> **YOUR TASK**
Repeat everything in the data exactly except images.

---

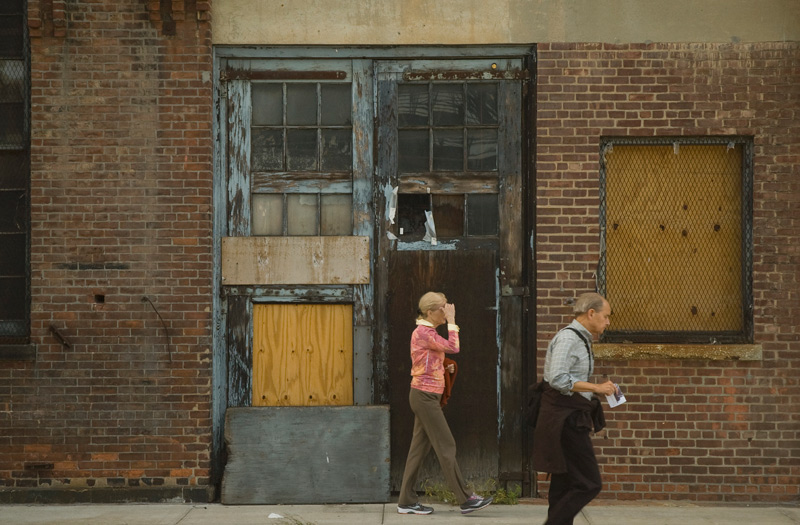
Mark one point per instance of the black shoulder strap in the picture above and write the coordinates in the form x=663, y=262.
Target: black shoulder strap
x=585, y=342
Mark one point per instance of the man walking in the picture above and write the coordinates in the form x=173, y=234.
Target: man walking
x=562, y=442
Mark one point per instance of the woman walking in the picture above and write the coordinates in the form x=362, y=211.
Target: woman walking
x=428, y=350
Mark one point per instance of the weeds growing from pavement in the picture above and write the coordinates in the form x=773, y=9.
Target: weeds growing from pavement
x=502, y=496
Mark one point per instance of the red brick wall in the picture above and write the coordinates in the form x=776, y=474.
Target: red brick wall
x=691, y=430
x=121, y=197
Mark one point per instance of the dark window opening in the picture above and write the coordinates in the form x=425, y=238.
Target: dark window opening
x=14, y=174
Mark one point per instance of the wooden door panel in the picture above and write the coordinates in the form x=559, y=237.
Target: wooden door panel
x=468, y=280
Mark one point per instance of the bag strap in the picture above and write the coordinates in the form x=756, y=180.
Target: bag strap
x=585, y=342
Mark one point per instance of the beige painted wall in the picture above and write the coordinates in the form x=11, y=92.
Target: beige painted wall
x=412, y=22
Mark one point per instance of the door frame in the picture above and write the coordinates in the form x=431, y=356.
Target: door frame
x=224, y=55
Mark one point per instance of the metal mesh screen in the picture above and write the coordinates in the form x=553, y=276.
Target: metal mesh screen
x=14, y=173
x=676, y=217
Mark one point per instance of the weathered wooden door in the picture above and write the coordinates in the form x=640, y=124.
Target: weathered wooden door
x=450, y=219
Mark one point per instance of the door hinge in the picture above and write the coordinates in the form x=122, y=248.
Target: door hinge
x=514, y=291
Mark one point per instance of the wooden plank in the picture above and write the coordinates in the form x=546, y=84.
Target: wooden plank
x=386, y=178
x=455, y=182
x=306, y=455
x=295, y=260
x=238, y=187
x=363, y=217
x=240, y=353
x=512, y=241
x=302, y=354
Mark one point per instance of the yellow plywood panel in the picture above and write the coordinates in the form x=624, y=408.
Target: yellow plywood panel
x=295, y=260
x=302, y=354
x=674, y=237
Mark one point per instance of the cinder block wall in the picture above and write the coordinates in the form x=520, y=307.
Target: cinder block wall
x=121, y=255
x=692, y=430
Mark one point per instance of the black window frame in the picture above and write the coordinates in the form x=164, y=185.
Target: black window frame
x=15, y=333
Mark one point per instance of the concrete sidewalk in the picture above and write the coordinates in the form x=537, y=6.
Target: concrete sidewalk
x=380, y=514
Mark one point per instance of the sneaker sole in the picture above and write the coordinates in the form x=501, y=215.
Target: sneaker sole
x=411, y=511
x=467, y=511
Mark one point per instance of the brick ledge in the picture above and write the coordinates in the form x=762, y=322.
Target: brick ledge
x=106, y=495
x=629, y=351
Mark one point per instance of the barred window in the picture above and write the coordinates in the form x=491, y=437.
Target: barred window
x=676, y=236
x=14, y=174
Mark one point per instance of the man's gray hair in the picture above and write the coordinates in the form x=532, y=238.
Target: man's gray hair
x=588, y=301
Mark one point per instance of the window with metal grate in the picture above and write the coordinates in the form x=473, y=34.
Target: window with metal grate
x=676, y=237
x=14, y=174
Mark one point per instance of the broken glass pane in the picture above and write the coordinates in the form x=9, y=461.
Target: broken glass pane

---

> **EXERCISE RESULT**
Mark one point per instance of the black shoulder strap in the picture above and write the coordinates in the form x=663, y=262.
Target: black shoulder strap
x=585, y=342
Mark one point per instance of the man walking in the picture above and write the coordinates in the form x=173, y=234.
Target: man walking
x=562, y=442
Mark one point per instance of the woman walking in the picture above and write the coordinates in the form x=362, y=211.
Target: woman walking
x=428, y=350
Mark one point per instance of the weeds growing from pavement in the picture above and write the coordinates in the form x=773, y=9.
Target: weeds growing from pavement
x=502, y=496
Mark one point per instance of the red brick wall in the picture above and write the coordinates in the form x=776, y=474.
Target: red brick wall
x=691, y=430
x=121, y=197
Mark one point per instance of the dark window opening in the picture above and write the coordinates in the form x=425, y=238.
Target: dark window opening
x=14, y=174
Mark one point per instance of the wooden door panel in the picture above and write the coordinates in the form x=559, y=237.
Target: wooden door panel
x=468, y=280
Mark one point per instance of the bag strap in the picture above and write the coordinates in the form x=756, y=180.
Target: bag strap
x=585, y=342
Mark one point per instance of the beige painted wall in the picture above and write the coordinates in the form x=11, y=92.
Target: beige painted wall
x=412, y=22
Mark one point per instance of the door frame in the picture above and write the coordinates in the form x=431, y=356.
Target: door frame
x=224, y=55
Mark one point per instance of the metal mesh screen in the picture above and write the coordinates in the form x=553, y=276.
Target: metal mesh screen
x=14, y=173
x=676, y=217
Mark one point per instance of the weathered wooden door in the picture above and write the coordinates in the form x=640, y=124.
Target: weathered wooden door
x=450, y=219
Mark one point per instance of the door hinge in the picture above and write the coordinates in the form x=122, y=248.
Target: door hinge
x=514, y=291
Mark one point per instance of the wooden plank in the picture above and write the coordinates in the form x=546, y=84.
Target: wooden plank
x=386, y=178
x=455, y=182
x=306, y=455
x=295, y=260
x=238, y=187
x=363, y=217
x=240, y=353
x=512, y=241
x=302, y=354
Mark one point per instance of the yellow plywood panel in the picture above and write the coordinates in the form x=624, y=408.
Target: yellow plywood panel
x=295, y=260
x=302, y=354
x=674, y=237
Mark one point per instance of the cinder block wall in the picture above and write the coordinates in the form x=520, y=307.
Target: cinder block wall
x=121, y=255
x=692, y=430
Mark one point per instance of the black window frame in the picture above and write the coordinates in the form x=164, y=185.
Target: black window frame
x=15, y=333
Mark one point per instance of the concrete sidewalk in the picture above and write the coordinates in the form x=537, y=6.
Target: concrete sidewalk
x=380, y=514
Mark one point per instance of the sneaker sole in the picture above and write the coordinates in the form x=501, y=215.
Target: sneaker sole
x=411, y=511
x=467, y=511
Mark one point per instance of the brick ledge in the picture above and write the coordinates in the form x=762, y=322.
Target: brick ledge
x=106, y=495
x=629, y=351
Mark one point per instance of the barred window in the picture above and write the coordinates in the form x=491, y=437.
Target: barred window
x=676, y=236
x=14, y=174
Mark one point per instance of the man's gray hair in the picture above and write the coordinates in the form x=532, y=238.
Target: man's gray hair
x=588, y=301
Mark one point per instance of the window with metal grate in the picture above and write the coordinates in the form x=473, y=34.
Target: window with metal grate
x=676, y=237
x=14, y=174
Mark one point per instance of the broken glass pane in the picture above and write the coordinates in the form x=9, y=461.
Target: broken glass pane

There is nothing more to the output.